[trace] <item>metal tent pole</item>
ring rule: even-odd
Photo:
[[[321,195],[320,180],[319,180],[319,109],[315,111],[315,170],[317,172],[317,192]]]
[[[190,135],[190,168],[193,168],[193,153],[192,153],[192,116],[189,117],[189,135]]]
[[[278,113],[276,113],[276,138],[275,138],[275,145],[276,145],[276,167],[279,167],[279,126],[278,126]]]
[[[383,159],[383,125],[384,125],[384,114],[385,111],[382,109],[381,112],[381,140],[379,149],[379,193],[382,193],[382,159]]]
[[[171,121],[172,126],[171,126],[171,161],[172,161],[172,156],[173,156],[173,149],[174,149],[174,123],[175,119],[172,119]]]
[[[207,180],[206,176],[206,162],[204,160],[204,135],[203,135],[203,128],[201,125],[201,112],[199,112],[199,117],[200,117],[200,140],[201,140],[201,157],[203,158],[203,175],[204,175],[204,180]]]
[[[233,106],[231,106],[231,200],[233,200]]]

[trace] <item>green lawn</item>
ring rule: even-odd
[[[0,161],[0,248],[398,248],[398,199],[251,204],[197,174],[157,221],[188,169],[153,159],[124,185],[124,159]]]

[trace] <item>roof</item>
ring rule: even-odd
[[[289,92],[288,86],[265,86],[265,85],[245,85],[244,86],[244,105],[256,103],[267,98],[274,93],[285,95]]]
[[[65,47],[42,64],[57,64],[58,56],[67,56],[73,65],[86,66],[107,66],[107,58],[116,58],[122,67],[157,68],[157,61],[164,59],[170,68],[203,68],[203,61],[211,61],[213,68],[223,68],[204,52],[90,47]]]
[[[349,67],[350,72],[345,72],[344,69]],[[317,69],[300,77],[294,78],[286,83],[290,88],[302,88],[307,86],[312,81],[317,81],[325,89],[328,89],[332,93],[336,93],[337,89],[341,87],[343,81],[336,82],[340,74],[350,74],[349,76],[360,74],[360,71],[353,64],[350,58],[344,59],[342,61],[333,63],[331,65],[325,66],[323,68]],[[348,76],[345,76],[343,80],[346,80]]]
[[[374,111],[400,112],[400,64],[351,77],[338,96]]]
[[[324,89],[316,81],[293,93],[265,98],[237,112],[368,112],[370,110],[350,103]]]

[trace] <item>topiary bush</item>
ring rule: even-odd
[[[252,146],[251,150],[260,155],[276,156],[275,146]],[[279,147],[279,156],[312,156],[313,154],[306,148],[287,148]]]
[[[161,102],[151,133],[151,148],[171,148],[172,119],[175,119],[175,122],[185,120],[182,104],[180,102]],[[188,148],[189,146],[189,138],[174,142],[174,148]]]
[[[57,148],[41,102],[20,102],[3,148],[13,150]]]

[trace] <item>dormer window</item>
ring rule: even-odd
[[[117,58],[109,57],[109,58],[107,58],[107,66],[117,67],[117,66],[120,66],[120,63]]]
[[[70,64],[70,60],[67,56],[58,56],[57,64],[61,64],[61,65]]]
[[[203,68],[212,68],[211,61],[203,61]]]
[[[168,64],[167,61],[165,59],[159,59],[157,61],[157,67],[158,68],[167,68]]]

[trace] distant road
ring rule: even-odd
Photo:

**YOUR OBJECTIVE**
Repeat, exactly and only, the lines from the beginning of the material through the line that contains "[trace] <item>roof</item>".

**RESPONSE AREA**
[trace] <item>metal tent pole</item>
ring rule: even-odd
Photo:
[[[321,195],[320,180],[319,180],[319,109],[315,111],[315,170],[317,172],[317,192]]]
[[[190,135],[190,168],[193,168],[193,153],[192,153],[192,116],[189,117],[189,135]]]
[[[278,113],[276,113],[276,138],[275,138],[275,145],[276,145],[276,167],[279,167],[279,126],[278,126]]]
[[[383,159],[383,125],[384,125],[384,114],[385,111],[382,109],[381,112],[381,140],[379,149],[379,193],[382,193],[382,159]]]
[[[171,121],[172,126],[171,126],[171,161],[172,161],[172,156],[173,156],[173,149],[174,149],[174,123],[175,119],[172,119]]]
[[[207,180],[206,176],[206,162],[204,160],[204,135],[203,135],[203,128],[201,125],[201,112],[199,112],[199,117],[200,117],[200,140],[201,140],[201,157],[203,158],[203,175],[204,175],[204,180]]]
[[[233,106],[231,106],[231,200],[233,200]]]

[trace] <item>green lawn</item>
ring rule: even-odd
[[[0,161],[0,248],[398,248],[398,199],[251,204],[197,174],[157,221],[188,169],[153,159],[124,185],[124,159]]]

[trace] <item>roof</item>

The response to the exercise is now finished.